= Mr. Piper =

Canadian children's television series

Mr. Piper is a 1963 Canadian children's TV series. The series was created by Martin Andrews and Allan Wargon, who was also the producer. 39 episodes were produced.

==Overview==
The show's host was a large Canadian opera tenor Alan Crofoot, dressed as a Pied Piper with a flower in his hat. He would introduce four segments in each half-hour programme:
- Teletune - as a narrator of limited animation cartoons of fantasy stories
- Port of Call - presenter of films about children and events in other lands;
- Bag of Tricks - Crofoot performs magic tricks;
- Animal Farm - many farmyard characters telling the story of the day in miniature barnyard sets, featuring Rupert the Rat, Bessie the Bunny, Kookie the Kitten, Harriet Hen, Freddie Frog, Calvin (Rac)Coon and Charlotte Cow.

Thirty-nine episodes were produced.

Data supplied
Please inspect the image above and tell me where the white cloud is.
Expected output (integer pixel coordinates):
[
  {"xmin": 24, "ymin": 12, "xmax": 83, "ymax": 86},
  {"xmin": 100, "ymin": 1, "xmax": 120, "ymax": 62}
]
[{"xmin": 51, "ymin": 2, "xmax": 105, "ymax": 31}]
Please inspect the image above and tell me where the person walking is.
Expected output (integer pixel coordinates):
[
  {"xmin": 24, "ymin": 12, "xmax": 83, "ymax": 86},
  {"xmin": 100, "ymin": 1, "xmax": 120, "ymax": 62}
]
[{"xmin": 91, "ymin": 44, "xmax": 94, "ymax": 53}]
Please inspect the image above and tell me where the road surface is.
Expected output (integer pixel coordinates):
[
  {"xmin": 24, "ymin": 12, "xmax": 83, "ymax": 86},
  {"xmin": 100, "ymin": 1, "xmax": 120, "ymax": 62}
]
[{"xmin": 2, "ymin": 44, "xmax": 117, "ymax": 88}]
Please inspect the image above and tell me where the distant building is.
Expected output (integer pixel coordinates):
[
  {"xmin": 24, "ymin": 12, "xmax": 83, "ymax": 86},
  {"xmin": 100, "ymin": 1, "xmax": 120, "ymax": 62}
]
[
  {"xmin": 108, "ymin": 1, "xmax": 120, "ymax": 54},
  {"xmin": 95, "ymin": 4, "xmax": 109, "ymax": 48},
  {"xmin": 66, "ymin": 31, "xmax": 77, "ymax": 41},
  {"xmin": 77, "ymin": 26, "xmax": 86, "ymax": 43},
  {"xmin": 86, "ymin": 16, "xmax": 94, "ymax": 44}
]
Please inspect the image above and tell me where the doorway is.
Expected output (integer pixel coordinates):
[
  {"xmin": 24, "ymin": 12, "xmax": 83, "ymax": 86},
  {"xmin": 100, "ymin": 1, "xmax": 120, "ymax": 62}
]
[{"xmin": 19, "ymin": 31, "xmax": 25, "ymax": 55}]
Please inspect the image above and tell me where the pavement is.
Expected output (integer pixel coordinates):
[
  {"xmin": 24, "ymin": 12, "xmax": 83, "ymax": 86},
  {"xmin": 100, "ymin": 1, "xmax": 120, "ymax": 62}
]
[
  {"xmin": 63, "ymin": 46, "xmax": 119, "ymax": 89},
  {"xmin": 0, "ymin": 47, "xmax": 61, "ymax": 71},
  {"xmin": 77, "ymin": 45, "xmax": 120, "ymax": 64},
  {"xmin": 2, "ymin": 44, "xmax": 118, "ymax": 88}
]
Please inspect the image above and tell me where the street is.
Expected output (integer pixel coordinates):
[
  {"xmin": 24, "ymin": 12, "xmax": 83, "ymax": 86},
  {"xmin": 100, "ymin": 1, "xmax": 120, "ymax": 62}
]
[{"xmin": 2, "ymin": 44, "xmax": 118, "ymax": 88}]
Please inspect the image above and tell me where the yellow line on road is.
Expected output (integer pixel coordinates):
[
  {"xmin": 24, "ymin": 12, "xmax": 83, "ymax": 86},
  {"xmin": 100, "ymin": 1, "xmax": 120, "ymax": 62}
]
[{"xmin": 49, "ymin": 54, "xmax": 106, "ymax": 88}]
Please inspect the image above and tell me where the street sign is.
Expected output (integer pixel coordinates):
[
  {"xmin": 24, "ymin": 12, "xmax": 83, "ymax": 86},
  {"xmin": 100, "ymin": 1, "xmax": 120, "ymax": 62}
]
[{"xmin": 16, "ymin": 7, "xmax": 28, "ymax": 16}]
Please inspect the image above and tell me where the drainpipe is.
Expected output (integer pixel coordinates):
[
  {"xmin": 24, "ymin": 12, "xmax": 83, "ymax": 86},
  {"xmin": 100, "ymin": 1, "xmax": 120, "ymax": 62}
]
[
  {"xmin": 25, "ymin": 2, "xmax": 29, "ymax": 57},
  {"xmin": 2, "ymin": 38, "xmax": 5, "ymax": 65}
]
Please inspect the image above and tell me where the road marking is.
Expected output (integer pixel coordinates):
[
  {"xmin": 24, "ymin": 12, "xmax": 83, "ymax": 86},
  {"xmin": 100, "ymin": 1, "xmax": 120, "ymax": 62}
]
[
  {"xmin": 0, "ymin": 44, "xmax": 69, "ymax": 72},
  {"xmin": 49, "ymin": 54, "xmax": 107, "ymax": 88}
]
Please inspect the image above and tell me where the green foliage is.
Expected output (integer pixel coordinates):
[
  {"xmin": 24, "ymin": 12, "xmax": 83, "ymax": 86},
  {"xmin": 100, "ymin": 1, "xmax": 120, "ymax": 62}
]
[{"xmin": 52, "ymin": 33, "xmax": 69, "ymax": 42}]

Required tasks
(A) Using the Mr. Piper article, decide whether each statement agrees with it: (i) Allan Wargon produced the series; (ii) each program ran one hour; (iii) Crofoot did magic tricks in the Bag of Tricks segment. Answer yes or no for each and quote the deciding words.
(B) Carry on the Mr. Piper article from its final sentence.

Expected results
(A)
(i) Yes: "Allan Wargon, who was also the producer."
(ii) No: "four segments in each half-hour programme."
(iii) Yes: "Bag of Tricks - Crofoot performs magic tricks."

(B)
It was originally shown by CBC Television and also became well known in the United Kingdom, where it was repeated on ITV throughout the 1960s and 1970s, often as part of school summer holiday programming. In May/June 1972, some Mr. Piper episodes were transmitted, dubbed into Italian, by the RAI-TV network.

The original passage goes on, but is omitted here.